### [引用文]

==============================

積極補強チェルシーとランパード体制2年目
同様に、残るトップ4候補もリバプールとのギャップを詰められるかというと、2年前に突入した「2強」時代はまだ終わりそうにない。先頭第2グループのリーダーと目されるのは、一昨季は72ポイントの3位で、昨季も66ポイント、4位につけたチェルシー。ただし、今夏の積極補強をもってしても、勝ち点を優勝の目安となる90ポイントへと一気に伸ばせるとは思えない。
9月14日の開幕節ブライトン戦(3-1)、RBライプツィヒから移籍したティモ・ベルナーは、先制のPKを奪うなど新CFとして10点満点で7点は与えられる出来で、バイエル・レバークーゼンから買い入れたカイ・ハフェルツも、まずは2列目右サイド起用で及第点のデビューを飾ったが、2-1とした後に2-2とされそうな場面もあったように、1、2点のリードでは安心できないチームの姿は昨季の延長線上にあった。
フランク・ランパードは、2億ポンド(約280億円)を越す補強に伴うプレッシャーの中で監督就任2年目を迎える。
ベンチで開幕を迎えたストライカーのタミー・エイブラハムの他にも、アヤックスから加入した新ウィンガーのハキム・ツィエク、パリ・サンジェルマンを出たCBのチアゴ・シウバといった新戦力のコンディションが整えば、レギュラー扱いだった昨季からの状況の一変にユース上がりの若手が不満を抱く内情とも向き合わなければならないだろう。

==============================

### [保存データ]
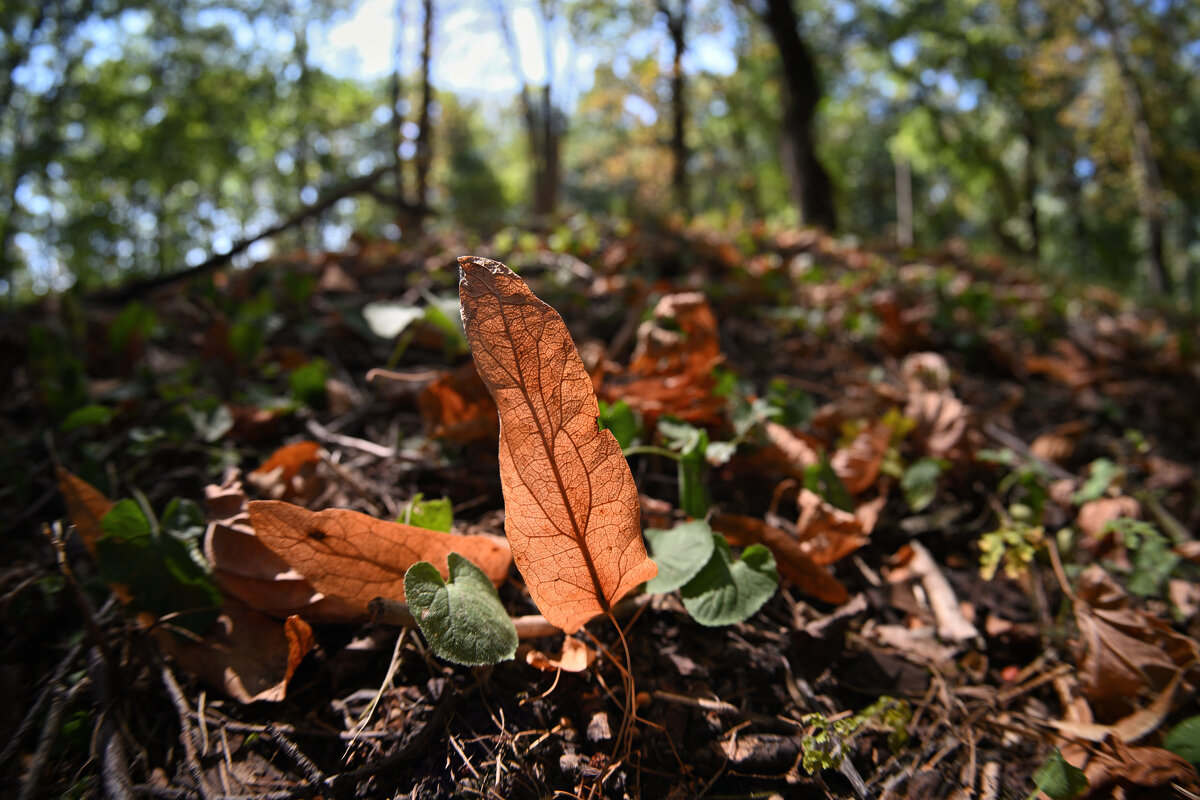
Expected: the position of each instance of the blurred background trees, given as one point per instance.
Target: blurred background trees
(139, 138)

==============================

### [課題内容]
次の(a)〜(c)の記述が引用文と合っているかを判断し、それぞれ「はい」か「いいえ」で答えたうえで、決め手となる引用文の語句をそのまま引用してください。
(a) チェルシーは一昨季、72ポイントで3位だった。
(b) カイ・ハフェルツはRBライプツィヒから移籍してきた。
(c) ランパードは監督就任3年目のシーズンを迎える。

### [回答]
(a) はい。「一昨季は72ポイントの3位」
(b) いいえ。「バイエル・レバークーゼンから買い入れたカイ・ハフェルツ」
(c) いいえ。「監督就任2年目を迎える」